> **Instructions for the task**
Scan the records for the word "truck". Copy each line that includes it.

++++ Supplied information

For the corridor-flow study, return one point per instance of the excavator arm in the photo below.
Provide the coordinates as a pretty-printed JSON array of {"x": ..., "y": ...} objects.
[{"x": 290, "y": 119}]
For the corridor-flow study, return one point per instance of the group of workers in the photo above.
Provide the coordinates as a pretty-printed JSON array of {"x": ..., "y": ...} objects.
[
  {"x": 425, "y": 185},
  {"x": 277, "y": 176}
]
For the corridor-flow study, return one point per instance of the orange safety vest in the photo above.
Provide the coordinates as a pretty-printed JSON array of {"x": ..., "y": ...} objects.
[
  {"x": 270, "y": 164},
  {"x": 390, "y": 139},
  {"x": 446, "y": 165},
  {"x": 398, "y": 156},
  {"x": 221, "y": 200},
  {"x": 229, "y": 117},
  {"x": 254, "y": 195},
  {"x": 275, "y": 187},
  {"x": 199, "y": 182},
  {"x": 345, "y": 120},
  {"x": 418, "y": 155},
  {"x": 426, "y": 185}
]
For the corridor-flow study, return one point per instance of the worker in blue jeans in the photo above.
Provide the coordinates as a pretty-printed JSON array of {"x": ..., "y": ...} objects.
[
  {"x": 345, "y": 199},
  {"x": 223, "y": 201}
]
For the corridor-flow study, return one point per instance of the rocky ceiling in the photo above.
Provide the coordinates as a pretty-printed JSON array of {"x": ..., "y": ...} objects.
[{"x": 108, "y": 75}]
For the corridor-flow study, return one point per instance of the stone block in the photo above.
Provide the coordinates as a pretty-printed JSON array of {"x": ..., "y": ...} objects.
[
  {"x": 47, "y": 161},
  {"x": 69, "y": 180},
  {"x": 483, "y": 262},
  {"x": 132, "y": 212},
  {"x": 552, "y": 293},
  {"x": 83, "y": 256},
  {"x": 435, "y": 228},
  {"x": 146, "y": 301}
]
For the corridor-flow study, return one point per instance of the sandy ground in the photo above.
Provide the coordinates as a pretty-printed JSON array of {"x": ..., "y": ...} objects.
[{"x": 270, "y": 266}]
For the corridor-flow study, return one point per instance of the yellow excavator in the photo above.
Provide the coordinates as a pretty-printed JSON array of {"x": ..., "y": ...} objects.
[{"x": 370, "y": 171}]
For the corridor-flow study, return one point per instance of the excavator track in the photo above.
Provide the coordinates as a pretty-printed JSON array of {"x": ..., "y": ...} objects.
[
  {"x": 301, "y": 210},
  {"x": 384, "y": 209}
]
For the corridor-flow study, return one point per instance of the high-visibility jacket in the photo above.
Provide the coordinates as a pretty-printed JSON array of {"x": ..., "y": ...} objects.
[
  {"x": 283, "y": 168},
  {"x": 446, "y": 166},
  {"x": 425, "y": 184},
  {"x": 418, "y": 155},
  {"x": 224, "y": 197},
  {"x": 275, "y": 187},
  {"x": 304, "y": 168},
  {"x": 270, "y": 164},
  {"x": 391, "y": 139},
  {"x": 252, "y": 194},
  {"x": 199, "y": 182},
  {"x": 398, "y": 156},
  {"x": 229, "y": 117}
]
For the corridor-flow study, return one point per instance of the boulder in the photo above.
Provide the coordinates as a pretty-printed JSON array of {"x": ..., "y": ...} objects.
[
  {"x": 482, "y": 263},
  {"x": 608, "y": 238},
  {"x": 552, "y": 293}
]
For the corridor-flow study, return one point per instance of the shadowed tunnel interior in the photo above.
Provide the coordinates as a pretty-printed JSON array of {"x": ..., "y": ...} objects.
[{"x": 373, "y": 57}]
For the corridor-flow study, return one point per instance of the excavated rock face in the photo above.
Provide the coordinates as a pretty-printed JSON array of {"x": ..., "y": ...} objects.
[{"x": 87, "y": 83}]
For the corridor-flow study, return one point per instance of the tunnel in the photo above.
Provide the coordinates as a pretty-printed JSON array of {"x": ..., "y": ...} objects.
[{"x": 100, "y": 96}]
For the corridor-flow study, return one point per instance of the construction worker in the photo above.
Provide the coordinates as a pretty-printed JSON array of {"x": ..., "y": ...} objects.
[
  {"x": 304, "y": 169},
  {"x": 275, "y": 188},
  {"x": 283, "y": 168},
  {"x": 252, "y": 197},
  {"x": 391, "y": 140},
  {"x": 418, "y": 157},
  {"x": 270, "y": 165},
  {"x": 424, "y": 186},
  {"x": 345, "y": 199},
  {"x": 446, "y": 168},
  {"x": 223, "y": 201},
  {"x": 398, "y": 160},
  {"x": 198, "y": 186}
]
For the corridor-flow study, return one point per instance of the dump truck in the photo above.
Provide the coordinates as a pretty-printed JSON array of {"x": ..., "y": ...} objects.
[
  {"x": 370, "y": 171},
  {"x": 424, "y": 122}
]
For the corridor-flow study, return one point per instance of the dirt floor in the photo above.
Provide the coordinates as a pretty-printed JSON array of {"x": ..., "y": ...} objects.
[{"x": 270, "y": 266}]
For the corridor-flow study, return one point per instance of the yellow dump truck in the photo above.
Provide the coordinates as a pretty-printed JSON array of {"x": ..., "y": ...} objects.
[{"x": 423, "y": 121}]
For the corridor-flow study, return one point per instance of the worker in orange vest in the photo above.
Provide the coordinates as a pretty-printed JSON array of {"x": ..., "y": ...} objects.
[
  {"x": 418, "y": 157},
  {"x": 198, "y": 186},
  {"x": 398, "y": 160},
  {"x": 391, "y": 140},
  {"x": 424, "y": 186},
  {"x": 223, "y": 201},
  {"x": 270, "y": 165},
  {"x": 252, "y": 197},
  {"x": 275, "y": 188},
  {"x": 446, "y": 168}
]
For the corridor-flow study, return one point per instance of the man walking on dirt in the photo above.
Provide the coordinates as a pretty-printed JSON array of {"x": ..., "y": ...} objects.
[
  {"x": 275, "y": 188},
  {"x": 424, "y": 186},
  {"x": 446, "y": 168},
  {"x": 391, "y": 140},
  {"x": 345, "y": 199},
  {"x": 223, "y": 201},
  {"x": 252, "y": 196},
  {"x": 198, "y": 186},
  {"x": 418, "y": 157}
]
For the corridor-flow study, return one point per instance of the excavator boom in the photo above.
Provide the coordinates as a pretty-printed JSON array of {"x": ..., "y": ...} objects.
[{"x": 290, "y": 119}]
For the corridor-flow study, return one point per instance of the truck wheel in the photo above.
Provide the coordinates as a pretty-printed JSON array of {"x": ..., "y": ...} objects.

++++++++

> **Result for this exercise**
For the corridor-flow study, return one point per instance of the dump truck in the photo above.
For the corridor-flow study, return one point per instance of the yellow dump truck in the photo above.
For the corridor-flow study, return one point per instance of the truck wheel in the photo above.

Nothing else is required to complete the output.